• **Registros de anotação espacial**
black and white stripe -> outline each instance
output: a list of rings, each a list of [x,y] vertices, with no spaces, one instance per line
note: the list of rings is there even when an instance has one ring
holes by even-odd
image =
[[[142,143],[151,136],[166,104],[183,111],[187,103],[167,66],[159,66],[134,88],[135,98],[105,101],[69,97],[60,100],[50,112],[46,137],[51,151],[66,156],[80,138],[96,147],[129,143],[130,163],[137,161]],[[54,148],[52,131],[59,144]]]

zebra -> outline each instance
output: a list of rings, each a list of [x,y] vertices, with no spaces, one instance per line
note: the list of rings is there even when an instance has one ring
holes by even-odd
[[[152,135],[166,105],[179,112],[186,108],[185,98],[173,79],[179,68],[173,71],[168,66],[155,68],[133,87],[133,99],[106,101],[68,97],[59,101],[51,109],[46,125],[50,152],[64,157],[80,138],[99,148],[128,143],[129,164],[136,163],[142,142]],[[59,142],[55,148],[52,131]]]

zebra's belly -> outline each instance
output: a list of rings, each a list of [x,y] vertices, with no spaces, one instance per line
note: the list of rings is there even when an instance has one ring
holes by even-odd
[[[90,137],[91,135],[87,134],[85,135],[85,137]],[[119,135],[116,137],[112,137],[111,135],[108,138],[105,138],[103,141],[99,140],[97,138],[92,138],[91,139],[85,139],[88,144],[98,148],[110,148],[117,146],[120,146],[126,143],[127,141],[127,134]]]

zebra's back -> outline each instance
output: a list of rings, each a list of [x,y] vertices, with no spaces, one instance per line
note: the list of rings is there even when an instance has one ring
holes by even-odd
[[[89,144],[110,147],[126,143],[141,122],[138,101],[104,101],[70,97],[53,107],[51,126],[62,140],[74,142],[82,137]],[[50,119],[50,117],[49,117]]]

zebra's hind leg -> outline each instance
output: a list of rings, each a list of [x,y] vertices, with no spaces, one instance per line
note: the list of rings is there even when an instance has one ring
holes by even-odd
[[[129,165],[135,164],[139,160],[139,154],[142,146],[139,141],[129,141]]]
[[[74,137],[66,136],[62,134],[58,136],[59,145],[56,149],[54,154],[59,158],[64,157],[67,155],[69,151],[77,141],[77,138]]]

• **OBJETIVO PROPOSTO**
Atualize todas estas linhas trocando "outline each instance" por "segment each instance" e mantendo intacto todo o restante.

• **RESOLUÇÃO DO EXERCÍCIO**
black and white stripe -> segment each instance
output: a list of rings, each a list of [x,y] vertices, with no spaces, one instance per line
note: the list of rings is there even when an instance has one ring
holes by even-odd
image =
[[[142,143],[151,136],[166,104],[183,111],[187,103],[167,66],[159,66],[134,88],[135,98],[105,101],[69,97],[60,100],[50,112],[46,137],[51,151],[66,156],[80,138],[96,147],[129,143],[130,163],[137,161]],[[54,148],[52,131],[59,144]]]

zebra -> segment each instance
output: a list of rings, each a list of [x,y] vertices, with no spaces, one instance per line
note: the list of rings is there even when an instance has one ring
holes by even-odd
[[[152,135],[166,105],[179,112],[186,108],[185,98],[173,79],[179,68],[173,71],[168,66],[155,68],[133,87],[133,99],[106,101],[68,97],[59,101],[51,109],[46,125],[50,152],[64,157],[80,138],[99,148],[128,143],[129,164],[136,163],[142,142]],[[59,142],[55,148],[52,131]]]

zebra's belly -> segment each instance
output: a list of rings, each a list of [x,y] vertices, with no spaces, one instance per line
note: the list of rings is there even when an instance has one ring
holes by even-odd
[[[90,137],[91,135],[87,134],[85,135],[85,137]],[[119,135],[116,137],[112,137],[111,135],[108,138],[105,138],[103,141],[99,140],[97,138],[92,138],[91,139],[85,139],[88,144],[98,148],[110,148],[117,146],[120,146],[126,143],[127,141],[127,134]]]

zebra's back -> segment each instance
output: a list of rings, each a list of [x,y] vertices, with no spaces, one instance per line
note: the list of rings is there even when an instance has one ring
holes by even-odd
[[[89,144],[110,147],[126,143],[141,122],[138,101],[104,101],[70,97],[53,107],[51,126],[62,140],[74,142],[82,137]],[[50,119],[50,117],[49,117]]]

zebra's hind leg -> segment each instance
output: a list of rings, each a list of [x,y] vertices, with no spaces, one instance per line
note: the list of rings is there even when an instance has one ring
holes by even-odd
[[[129,165],[135,164],[139,160],[139,154],[142,146],[139,141],[129,141]]]
[[[74,137],[66,136],[62,134],[58,136],[59,145],[56,149],[54,154],[59,158],[64,157],[67,155],[69,151],[77,141],[77,138]]]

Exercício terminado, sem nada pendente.